» **Selected passage**:
# # # # # # #

Source code in molfeat/trans/pretrained/base.py

def __init__(
    self,
    dtype: Optional[Callable] = None,
    precompute_cache: Optional[Union[bool, DataCache]] = None,
    preload: bool = False,
    **params,
):
    self._save_input_args()

    featurizer = params.pop("featurizer", None)
    super().__init__(dtype=dtype, featurizer="none", **params)
    self.featurizer = featurizer
    self._require_mols = False
    self.preload = preload
    self._feat_length = None
    if precompute_cache is False:
        precompute_cache = None
    if precompute_cache is True:
        name = str(self.__class__.__name__)
        precompute_cache = DataCache(name=name)
    self.precompute_cache = precompute_cache

`set_cache(cache: DataCache)` ¶

Set the cache for the transformer

Parameters:

Name	Type	Description	Default
`cache`	`DataCache`	cache object	required

Source code in molfeat/trans/pretrained/base.py

def set_cache(self, cache: DataCache):
    """Set the cache for the transformer

    Args:
        cache: cache object
    """
    self.precompute_cache = cache

`getstate()` ¶

Getting state to allow pickling

Source code in molfeat/trans/pretrained/base.py

def __getstate__(self):
    """Getting state to allow pickling"""

# # # # # # #

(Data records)
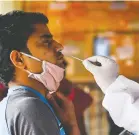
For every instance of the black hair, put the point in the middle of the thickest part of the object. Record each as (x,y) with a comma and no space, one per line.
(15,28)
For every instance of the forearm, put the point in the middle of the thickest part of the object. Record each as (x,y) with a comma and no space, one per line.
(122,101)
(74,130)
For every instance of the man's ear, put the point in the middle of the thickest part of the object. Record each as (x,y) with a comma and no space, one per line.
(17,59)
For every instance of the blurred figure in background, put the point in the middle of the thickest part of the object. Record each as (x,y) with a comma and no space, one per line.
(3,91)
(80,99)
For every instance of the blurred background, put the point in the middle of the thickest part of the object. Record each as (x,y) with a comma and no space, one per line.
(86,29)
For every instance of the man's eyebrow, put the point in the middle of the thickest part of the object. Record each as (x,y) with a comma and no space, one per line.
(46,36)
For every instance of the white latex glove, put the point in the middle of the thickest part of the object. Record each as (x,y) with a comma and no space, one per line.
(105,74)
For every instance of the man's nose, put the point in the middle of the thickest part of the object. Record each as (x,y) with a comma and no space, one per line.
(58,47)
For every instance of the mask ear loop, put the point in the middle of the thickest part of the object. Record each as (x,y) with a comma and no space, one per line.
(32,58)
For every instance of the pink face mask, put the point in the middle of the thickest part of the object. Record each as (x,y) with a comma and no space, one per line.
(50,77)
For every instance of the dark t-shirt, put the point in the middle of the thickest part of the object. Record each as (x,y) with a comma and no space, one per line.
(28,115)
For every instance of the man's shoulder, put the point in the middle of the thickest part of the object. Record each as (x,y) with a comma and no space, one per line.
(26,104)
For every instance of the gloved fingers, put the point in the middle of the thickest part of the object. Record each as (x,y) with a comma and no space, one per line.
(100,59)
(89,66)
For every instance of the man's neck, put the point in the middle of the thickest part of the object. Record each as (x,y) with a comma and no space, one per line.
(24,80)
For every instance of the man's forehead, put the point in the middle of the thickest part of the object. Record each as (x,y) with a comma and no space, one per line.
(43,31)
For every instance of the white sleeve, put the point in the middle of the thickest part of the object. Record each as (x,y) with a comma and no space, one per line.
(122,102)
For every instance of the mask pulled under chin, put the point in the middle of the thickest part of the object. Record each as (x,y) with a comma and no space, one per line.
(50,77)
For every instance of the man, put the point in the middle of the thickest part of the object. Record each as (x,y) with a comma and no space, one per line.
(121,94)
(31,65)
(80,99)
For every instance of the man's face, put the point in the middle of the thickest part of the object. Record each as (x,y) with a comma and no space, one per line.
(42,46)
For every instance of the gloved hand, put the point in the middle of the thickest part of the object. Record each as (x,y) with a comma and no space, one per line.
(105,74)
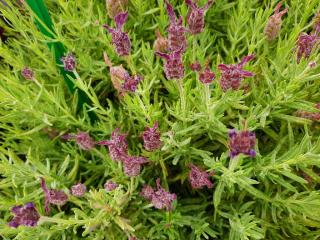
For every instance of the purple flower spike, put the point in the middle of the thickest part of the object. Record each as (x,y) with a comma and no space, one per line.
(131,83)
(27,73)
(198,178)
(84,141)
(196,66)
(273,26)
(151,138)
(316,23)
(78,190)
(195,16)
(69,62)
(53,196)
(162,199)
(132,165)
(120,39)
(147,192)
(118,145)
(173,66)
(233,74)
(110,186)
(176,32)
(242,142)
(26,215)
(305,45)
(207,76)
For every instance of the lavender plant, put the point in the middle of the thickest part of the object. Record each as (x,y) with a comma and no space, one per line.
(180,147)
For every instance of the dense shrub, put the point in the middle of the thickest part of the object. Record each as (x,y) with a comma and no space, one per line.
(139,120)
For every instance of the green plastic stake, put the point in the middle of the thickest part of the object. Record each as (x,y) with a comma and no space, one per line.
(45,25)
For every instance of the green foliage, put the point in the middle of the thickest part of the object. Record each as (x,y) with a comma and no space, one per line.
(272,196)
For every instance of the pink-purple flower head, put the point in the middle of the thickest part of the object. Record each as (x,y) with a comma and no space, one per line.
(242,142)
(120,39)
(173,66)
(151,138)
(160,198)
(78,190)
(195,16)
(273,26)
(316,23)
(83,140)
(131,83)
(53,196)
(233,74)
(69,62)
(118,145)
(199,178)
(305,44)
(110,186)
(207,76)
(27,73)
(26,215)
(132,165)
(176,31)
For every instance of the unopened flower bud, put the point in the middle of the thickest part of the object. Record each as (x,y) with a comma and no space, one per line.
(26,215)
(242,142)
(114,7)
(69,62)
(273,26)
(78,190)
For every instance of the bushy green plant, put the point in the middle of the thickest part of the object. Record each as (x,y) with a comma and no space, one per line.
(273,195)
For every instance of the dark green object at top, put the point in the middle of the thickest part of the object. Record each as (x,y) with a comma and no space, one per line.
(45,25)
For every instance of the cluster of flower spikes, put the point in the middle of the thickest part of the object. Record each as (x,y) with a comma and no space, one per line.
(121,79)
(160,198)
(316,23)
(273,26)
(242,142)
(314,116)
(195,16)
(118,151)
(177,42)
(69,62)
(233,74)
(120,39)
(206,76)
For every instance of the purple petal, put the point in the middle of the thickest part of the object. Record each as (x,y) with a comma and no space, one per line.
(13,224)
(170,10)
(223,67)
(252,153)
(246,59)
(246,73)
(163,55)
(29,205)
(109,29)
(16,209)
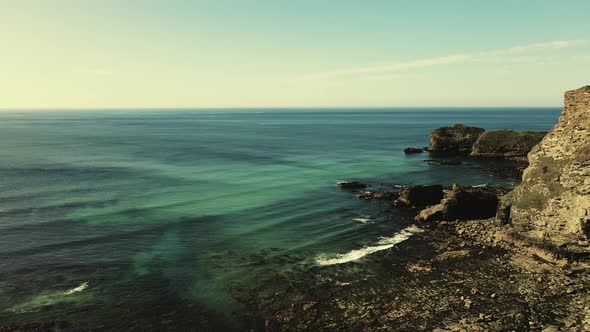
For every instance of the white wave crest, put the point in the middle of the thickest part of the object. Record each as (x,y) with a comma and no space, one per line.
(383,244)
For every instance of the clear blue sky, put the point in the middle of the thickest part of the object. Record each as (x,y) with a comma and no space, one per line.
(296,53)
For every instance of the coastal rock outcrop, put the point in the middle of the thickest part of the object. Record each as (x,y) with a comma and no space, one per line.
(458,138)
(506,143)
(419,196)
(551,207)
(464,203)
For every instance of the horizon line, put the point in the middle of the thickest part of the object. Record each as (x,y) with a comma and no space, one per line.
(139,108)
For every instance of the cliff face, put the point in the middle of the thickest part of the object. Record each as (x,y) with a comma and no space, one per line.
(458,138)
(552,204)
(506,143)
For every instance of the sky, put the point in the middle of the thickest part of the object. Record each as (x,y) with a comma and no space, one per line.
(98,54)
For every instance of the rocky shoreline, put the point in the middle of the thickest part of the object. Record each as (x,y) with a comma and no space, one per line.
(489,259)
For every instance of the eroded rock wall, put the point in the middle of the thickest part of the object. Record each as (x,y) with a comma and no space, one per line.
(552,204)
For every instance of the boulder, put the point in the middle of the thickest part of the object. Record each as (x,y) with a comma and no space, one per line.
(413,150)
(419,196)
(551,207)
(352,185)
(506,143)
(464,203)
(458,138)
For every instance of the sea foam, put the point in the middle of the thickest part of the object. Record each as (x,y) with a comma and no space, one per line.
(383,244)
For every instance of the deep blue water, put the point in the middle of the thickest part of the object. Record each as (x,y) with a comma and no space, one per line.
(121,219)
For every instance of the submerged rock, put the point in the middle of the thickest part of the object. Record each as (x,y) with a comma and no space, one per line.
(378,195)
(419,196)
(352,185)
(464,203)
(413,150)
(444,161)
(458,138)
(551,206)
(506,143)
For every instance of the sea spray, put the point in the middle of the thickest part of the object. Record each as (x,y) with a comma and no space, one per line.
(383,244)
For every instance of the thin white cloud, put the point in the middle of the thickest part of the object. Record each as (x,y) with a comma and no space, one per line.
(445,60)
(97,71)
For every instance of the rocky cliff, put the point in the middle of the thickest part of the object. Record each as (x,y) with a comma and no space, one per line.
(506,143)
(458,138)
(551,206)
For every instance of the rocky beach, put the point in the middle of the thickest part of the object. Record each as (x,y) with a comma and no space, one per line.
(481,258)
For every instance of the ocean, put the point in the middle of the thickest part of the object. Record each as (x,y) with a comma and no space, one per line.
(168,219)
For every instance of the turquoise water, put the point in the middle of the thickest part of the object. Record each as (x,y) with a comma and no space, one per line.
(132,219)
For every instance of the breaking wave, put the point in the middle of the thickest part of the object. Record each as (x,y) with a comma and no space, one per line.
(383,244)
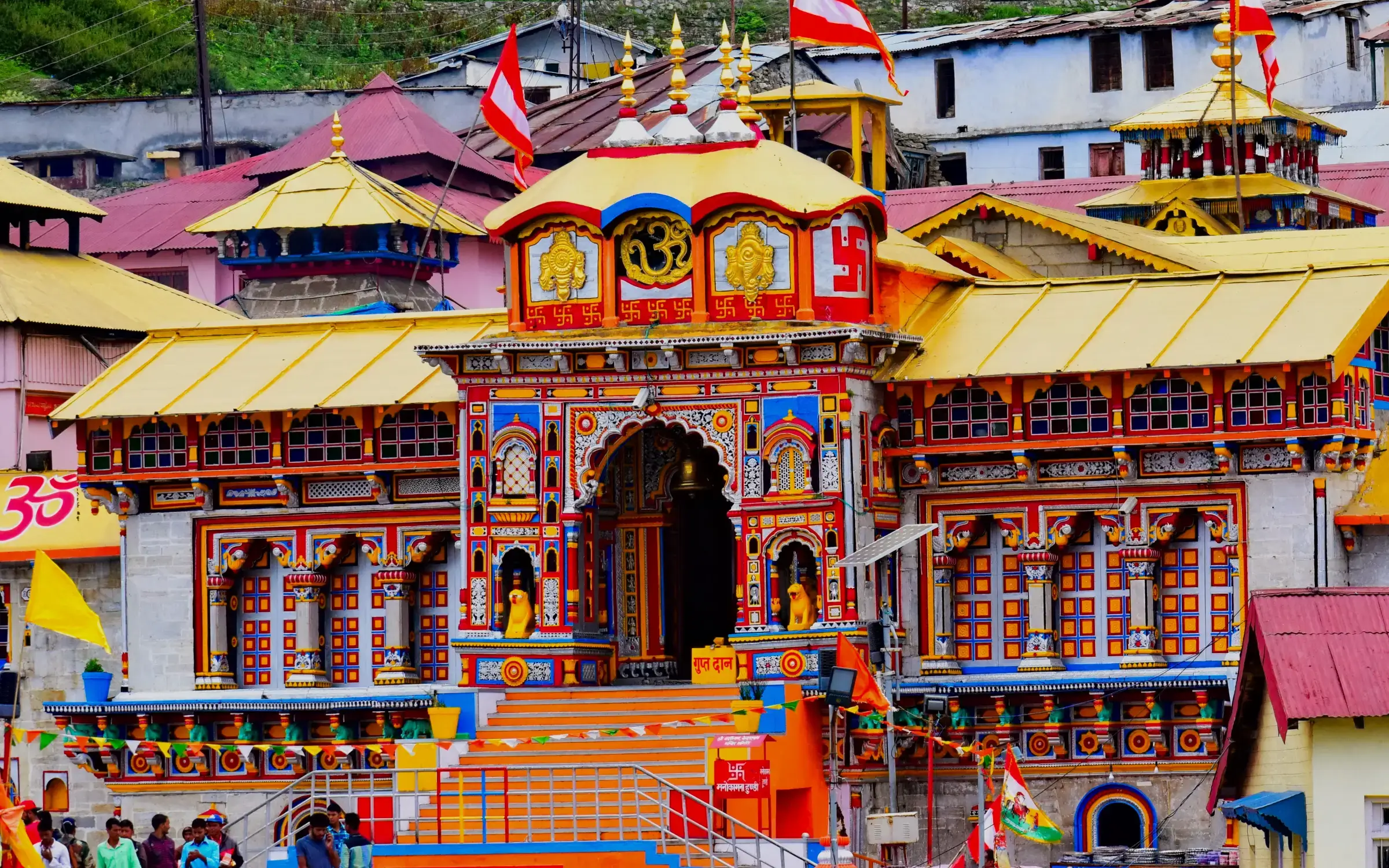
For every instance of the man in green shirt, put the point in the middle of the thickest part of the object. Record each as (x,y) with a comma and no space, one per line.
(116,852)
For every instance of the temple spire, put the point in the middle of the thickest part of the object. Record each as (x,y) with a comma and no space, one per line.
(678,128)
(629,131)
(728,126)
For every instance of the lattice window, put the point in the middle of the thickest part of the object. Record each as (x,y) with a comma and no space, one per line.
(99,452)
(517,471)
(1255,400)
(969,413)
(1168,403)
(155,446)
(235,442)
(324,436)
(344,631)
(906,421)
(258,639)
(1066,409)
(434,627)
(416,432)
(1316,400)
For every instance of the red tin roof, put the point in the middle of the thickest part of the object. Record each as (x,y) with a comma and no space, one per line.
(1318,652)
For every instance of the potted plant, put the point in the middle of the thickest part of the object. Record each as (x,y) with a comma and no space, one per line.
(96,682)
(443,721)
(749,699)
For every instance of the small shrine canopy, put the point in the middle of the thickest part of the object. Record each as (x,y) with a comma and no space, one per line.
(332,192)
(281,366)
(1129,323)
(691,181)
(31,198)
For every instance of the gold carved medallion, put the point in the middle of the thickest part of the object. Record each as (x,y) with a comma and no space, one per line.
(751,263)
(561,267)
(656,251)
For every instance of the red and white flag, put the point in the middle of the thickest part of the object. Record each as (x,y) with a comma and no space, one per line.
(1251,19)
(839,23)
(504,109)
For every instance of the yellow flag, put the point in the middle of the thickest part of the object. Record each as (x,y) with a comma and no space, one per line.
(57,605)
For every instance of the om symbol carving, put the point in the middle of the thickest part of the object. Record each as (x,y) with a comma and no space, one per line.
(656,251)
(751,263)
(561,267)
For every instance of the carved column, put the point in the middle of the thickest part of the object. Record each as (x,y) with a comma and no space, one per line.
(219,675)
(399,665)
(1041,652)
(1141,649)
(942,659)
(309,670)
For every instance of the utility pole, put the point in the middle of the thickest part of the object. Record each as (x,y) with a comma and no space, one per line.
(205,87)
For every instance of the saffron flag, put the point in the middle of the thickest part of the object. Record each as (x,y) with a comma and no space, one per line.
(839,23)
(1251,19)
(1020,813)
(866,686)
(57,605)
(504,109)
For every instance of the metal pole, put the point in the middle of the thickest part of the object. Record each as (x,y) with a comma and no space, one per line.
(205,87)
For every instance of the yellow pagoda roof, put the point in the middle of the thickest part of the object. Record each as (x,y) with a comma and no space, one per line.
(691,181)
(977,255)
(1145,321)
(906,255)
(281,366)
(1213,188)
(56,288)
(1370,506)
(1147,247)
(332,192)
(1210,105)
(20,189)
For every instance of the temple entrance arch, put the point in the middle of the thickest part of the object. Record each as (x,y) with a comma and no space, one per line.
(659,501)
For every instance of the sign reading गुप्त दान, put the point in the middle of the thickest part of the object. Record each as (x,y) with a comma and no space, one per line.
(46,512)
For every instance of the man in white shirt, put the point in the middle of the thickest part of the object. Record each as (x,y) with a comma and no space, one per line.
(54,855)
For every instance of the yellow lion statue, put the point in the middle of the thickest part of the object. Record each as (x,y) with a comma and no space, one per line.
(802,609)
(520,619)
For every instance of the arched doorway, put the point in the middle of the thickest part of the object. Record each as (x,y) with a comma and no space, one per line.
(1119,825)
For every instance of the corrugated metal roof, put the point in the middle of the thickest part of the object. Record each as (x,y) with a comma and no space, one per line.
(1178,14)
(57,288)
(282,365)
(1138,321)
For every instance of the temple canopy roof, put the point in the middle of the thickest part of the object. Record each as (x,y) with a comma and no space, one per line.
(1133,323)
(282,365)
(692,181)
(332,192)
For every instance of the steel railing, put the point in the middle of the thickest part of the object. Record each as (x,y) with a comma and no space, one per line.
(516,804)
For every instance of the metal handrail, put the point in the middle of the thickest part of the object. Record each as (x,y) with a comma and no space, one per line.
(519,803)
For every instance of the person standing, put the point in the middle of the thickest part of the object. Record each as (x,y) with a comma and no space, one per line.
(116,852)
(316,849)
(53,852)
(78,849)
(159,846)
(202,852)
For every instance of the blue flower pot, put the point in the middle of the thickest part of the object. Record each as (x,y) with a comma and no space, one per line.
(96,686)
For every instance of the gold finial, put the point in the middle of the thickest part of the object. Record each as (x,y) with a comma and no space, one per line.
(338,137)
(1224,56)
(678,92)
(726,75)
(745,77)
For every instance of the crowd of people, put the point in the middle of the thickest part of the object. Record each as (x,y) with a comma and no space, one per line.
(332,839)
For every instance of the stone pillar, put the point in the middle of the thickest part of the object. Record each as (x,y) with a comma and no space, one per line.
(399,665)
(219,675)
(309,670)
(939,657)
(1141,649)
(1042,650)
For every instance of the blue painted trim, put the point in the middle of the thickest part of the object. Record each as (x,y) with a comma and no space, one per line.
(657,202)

# # # # # # #

» **Complete the following**:
[1] Rewrite the molfeat source code from "self.featurizer = featurizer" to "precompute_cache = DataCache(name=name)", inclusive, changing "precompute_cache" to "feature_cache".
[2] Extend the molfeat transformer source code past its last line.

» **Expected answers**:
[1]
self.featurizer = featurizer
    self._require_mols = False
    self.preload = preload
    self._feat_length = None
    if feature_cache is False:
        feature_cache = None
    if feature_cache is True:
        name = str(self.__class__.__name__)
        feature_cache = DataCache(name=name)

[2]
    d = copy.deepcopy(self.__dict__)
    d["precompute_cache"] = None
    if isinstance(getattr(self, "featurizer", None), PretrainedModel) or self.preload:
        d.pop("featurizer", None)
    return d

`setstate(d)` ¶

Setting state during reloading pickling

Source code in molfeat/trans/pretrained/base.py

def __setstate__(self, d):
    """Setting state during reloading pickling"""
    self.__dict__.update(d)
    self._update_params()

`fit(*args, **kwargs)` ¶

Source code in molfeat/trans/pretrained/base.py

def fit(self, *args, **kwargs):
    return self

`preprocess(inputs: list, labels: Optional[list] = None)` ¶

Run preprocessing on the input data Args: inputs: list of input molecules labels: list of labels

Source code in molfeat/trans/pretrained/base.py

def preprocess(self, inputs: list, labels: Optional[list] = None):
    """Run preprocessing on the input data
    Args:
        inputs: list of input molecules
        labels: list of labels
    """
    out = super().preprocess(inputs, labels)
    if self.precompute_cache not in [False, None]:
        try:
            self.transform(inputs)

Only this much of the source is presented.